■ **The problem**:
Set down exactly the lines that run from the line with "compact form (297,261)." to the end of the data, and nothing else.

— Start —

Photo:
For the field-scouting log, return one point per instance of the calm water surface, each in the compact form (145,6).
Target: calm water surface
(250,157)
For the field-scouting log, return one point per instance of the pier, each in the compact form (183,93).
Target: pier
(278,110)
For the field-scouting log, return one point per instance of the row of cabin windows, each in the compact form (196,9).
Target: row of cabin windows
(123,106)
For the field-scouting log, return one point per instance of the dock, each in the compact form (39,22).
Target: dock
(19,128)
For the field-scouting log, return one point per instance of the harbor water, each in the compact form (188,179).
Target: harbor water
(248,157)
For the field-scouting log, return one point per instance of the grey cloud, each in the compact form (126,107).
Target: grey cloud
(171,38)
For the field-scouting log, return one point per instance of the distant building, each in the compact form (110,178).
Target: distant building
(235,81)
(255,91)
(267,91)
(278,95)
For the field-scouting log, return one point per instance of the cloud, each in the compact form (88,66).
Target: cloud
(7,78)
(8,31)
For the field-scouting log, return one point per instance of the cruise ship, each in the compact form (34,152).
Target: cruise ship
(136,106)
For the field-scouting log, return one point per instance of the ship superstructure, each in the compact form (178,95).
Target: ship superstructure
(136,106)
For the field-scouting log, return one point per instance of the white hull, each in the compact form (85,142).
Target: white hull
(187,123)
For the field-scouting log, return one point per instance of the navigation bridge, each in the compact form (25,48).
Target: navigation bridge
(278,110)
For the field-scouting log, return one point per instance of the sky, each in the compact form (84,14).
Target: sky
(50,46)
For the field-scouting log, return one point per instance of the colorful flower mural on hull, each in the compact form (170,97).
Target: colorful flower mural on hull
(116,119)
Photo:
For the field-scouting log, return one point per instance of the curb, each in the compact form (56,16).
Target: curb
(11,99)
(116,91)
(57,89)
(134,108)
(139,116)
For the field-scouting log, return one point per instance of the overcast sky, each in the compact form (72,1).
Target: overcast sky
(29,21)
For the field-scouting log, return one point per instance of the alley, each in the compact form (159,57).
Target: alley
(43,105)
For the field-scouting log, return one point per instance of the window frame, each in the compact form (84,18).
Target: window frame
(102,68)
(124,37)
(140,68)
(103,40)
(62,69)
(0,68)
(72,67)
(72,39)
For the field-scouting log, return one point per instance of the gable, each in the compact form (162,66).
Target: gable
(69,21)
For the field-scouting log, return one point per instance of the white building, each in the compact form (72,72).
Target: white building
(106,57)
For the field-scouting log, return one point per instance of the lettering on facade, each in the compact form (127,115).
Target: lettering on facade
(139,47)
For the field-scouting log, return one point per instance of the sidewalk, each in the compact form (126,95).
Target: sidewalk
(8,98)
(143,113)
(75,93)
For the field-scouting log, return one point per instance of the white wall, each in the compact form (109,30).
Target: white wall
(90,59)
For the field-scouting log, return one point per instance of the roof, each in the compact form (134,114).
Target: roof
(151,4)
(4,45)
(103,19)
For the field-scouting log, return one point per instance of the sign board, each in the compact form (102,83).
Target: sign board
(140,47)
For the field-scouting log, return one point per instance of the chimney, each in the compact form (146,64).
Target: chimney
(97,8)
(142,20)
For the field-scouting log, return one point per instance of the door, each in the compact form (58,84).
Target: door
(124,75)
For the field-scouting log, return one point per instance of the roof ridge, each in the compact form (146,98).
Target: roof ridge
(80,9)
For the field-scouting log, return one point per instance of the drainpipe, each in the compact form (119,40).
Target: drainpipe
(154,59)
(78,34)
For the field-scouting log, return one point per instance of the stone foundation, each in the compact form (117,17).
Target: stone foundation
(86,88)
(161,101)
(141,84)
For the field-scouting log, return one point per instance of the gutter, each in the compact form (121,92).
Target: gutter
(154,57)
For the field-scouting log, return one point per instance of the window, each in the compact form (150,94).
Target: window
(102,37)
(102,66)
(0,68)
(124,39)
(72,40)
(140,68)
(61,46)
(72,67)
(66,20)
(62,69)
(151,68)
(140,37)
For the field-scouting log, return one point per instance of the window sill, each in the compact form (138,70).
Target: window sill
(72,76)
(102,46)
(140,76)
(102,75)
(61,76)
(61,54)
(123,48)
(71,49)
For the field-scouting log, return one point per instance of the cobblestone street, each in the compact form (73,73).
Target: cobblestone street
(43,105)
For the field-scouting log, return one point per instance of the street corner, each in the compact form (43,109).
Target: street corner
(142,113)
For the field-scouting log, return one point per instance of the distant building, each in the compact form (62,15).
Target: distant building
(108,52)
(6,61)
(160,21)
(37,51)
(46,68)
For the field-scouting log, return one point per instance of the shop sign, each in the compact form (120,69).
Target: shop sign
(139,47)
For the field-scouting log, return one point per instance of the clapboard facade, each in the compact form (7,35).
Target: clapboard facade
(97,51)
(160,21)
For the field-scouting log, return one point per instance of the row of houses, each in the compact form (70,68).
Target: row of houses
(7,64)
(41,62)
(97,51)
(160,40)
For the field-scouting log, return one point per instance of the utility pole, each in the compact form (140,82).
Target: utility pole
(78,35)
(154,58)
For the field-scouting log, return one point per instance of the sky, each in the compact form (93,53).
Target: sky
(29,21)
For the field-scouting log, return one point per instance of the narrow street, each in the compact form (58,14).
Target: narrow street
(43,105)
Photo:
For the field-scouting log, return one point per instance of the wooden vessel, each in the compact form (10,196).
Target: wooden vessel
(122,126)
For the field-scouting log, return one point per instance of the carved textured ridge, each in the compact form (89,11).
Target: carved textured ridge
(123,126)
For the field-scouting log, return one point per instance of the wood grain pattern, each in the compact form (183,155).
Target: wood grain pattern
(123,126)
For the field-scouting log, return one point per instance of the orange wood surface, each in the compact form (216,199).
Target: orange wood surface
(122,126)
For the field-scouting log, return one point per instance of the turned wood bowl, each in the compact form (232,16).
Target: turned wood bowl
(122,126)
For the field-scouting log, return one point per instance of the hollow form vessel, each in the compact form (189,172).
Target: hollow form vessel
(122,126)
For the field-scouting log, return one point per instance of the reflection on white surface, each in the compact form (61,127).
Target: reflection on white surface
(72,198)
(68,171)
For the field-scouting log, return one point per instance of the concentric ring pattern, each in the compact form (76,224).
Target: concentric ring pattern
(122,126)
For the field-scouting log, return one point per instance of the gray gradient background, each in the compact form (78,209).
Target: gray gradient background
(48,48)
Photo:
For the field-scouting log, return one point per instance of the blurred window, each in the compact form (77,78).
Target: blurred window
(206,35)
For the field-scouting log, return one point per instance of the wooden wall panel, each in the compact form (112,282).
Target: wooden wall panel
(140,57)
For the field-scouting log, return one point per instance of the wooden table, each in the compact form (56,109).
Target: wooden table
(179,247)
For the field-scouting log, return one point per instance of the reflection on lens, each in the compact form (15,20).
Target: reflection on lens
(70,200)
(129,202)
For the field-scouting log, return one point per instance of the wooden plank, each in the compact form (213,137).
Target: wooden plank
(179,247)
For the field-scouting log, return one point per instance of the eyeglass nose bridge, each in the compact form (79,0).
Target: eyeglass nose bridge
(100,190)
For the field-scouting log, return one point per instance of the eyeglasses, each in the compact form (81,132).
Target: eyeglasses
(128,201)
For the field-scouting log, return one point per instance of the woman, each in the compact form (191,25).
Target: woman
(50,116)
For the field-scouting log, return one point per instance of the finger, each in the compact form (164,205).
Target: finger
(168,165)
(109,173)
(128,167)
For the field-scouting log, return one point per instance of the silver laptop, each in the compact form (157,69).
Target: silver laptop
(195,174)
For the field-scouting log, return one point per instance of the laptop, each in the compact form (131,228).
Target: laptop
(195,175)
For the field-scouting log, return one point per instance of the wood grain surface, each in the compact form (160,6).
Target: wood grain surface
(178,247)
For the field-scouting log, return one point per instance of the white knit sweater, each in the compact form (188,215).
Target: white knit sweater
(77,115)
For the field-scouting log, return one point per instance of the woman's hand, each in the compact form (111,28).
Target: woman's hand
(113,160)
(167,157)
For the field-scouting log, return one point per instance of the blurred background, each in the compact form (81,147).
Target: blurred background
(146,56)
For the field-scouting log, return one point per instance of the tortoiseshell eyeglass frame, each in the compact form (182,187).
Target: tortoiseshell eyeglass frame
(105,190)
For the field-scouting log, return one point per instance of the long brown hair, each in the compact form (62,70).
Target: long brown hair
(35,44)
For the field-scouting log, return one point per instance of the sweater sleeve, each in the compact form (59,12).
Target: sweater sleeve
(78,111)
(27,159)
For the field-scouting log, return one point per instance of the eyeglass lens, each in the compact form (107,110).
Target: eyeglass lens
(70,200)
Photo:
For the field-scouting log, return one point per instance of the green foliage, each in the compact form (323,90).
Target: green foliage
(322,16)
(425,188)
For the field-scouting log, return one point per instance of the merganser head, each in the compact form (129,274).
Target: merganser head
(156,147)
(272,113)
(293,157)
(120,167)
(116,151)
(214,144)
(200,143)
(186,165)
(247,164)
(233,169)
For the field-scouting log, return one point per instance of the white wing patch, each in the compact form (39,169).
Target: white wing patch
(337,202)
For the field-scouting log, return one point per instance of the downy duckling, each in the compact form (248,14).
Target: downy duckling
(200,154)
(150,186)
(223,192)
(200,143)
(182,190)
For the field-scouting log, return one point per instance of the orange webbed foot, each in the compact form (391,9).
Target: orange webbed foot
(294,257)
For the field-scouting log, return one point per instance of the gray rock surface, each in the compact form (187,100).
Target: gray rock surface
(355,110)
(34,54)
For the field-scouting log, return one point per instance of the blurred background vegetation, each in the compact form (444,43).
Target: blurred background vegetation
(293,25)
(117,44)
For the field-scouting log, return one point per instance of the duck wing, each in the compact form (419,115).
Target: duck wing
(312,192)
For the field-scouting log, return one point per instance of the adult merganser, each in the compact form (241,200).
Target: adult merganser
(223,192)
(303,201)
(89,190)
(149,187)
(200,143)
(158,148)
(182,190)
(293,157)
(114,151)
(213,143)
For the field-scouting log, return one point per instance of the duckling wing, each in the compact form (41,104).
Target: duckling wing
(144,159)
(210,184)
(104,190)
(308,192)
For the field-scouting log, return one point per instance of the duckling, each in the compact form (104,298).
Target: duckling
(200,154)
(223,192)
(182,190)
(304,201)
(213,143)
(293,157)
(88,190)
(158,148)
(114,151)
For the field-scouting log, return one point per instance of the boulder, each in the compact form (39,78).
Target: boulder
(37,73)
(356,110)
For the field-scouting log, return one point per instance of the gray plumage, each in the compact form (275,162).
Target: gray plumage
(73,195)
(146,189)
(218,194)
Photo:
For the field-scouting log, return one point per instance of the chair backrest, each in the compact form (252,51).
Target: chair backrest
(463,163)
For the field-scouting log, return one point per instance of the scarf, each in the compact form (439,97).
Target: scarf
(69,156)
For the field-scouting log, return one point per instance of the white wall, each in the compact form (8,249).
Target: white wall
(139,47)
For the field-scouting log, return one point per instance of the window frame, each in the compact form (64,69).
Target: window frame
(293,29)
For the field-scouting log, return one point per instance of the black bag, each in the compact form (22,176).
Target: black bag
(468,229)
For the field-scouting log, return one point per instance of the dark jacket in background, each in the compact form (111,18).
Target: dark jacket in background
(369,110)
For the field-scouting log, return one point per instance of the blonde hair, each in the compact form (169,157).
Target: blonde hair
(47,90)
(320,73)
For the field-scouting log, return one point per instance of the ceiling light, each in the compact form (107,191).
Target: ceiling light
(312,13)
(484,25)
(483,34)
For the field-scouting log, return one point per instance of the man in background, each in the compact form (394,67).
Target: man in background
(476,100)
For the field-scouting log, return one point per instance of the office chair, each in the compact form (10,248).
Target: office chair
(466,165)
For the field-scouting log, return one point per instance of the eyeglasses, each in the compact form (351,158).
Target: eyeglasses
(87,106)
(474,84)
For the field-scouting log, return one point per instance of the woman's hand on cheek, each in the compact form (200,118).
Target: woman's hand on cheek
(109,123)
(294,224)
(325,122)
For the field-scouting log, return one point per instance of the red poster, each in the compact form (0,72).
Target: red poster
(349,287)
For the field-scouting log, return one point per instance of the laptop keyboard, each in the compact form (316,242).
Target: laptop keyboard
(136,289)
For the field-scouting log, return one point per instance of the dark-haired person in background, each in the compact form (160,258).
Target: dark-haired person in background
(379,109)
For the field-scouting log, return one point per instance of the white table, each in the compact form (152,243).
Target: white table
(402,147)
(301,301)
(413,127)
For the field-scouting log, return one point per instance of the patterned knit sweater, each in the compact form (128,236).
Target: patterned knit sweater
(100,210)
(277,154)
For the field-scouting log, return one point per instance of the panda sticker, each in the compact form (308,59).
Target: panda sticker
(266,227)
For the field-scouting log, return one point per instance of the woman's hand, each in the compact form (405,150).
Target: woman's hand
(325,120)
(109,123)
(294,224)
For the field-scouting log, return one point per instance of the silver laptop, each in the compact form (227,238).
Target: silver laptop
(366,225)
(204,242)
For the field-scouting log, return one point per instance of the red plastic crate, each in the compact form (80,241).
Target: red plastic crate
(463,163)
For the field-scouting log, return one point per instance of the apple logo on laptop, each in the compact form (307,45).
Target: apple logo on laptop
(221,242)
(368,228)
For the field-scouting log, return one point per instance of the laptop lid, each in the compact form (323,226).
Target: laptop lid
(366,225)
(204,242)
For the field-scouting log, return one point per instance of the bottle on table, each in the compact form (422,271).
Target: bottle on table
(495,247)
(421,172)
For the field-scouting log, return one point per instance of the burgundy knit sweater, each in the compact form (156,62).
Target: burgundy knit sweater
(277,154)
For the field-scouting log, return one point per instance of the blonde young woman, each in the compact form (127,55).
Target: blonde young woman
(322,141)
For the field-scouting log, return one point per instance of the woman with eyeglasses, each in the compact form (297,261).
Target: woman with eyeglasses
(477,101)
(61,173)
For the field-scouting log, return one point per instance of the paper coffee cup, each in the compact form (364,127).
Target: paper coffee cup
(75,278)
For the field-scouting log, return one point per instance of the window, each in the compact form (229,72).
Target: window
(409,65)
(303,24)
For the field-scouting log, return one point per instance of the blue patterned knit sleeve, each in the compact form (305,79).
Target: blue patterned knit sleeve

— End —

■ **Full answer**:
For the field-scouting log, return one point per instance of the woman with eyeglasses, each in the compact form (297,261).
Target: woman with eyeglasses
(477,101)
(61,173)
For the field-scouting log, return one point per instance of the paper coffee cup, each in the compact form (364,127).
Target: paper coffee cup
(75,278)
For the field-scouting log, return one point per instance of the window, each in the compact form (229,72).
Target: window
(409,65)
(303,24)
For the field-scouting log, return one point per instance of the blue patterned knit sleeve, each in the compact form (305,79).
Target: blue patterned knit sleeve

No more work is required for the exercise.